Activity:
Each record below should be written out again exactly.

Supplied records:
Segment Open

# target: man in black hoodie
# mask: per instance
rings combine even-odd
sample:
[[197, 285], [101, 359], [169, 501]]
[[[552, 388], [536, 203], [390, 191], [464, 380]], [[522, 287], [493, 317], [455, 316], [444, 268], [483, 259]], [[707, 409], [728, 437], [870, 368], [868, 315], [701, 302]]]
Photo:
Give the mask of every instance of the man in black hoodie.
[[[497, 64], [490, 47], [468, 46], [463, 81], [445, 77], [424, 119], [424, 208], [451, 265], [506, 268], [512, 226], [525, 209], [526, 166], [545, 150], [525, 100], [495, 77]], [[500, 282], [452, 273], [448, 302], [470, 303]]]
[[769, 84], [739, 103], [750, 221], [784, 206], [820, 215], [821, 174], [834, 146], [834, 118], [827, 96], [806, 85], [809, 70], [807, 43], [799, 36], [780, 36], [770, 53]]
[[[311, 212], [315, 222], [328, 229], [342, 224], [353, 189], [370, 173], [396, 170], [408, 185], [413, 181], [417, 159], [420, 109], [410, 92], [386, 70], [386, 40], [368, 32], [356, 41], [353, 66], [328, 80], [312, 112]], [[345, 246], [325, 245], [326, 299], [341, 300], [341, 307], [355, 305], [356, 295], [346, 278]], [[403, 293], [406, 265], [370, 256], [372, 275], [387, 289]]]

Segment Closed

Exercise answer:
# target: man in black hoodie
# mask: per instance
rings combine even-odd
sample:
[[197, 285], [101, 359], [169, 501]]
[[[552, 388], [536, 203], [390, 191], [464, 380]], [[522, 287], [493, 317], [455, 316], [444, 268], [483, 259]], [[707, 409], [728, 437], [870, 368], [868, 315], [701, 302]]]
Photo:
Give the mask of every instance of the man in black hoodie.
[[[497, 64], [490, 47], [468, 46], [463, 81], [445, 77], [424, 119], [424, 208], [451, 265], [506, 268], [512, 226], [525, 209], [526, 166], [545, 150], [525, 100], [495, 77]], [[500, 282], [452, 273], [448, 302], [470, 303]]]
[[769, 84], [739, 103], [750, 221], [784, 206], [820, 215], [821, 174], [834, 146], [834, 118], [827, 96], [806, 85], [809, 70], [807, 43], [799, 36], [780, 36], [770, 53]]
[[[311, 212], [315, 222], [328, 229], [342, 224], [353, 189], [370, 173], [396, 170], [408, 185], [413, 181], [417, 159], [420, 109], [410, 92], [386, 70], [386, 40], [368, 32], [356, 41], [353, 66], [328, 80], [312, 112]], [[345, 246], [325, 245], [326, 299], [341, 300], [341, 307], [355, 305], [356, 295], [346, 278]], [[403, 293], [406, 265], [370, 256], [372, 275], [387, 289]]]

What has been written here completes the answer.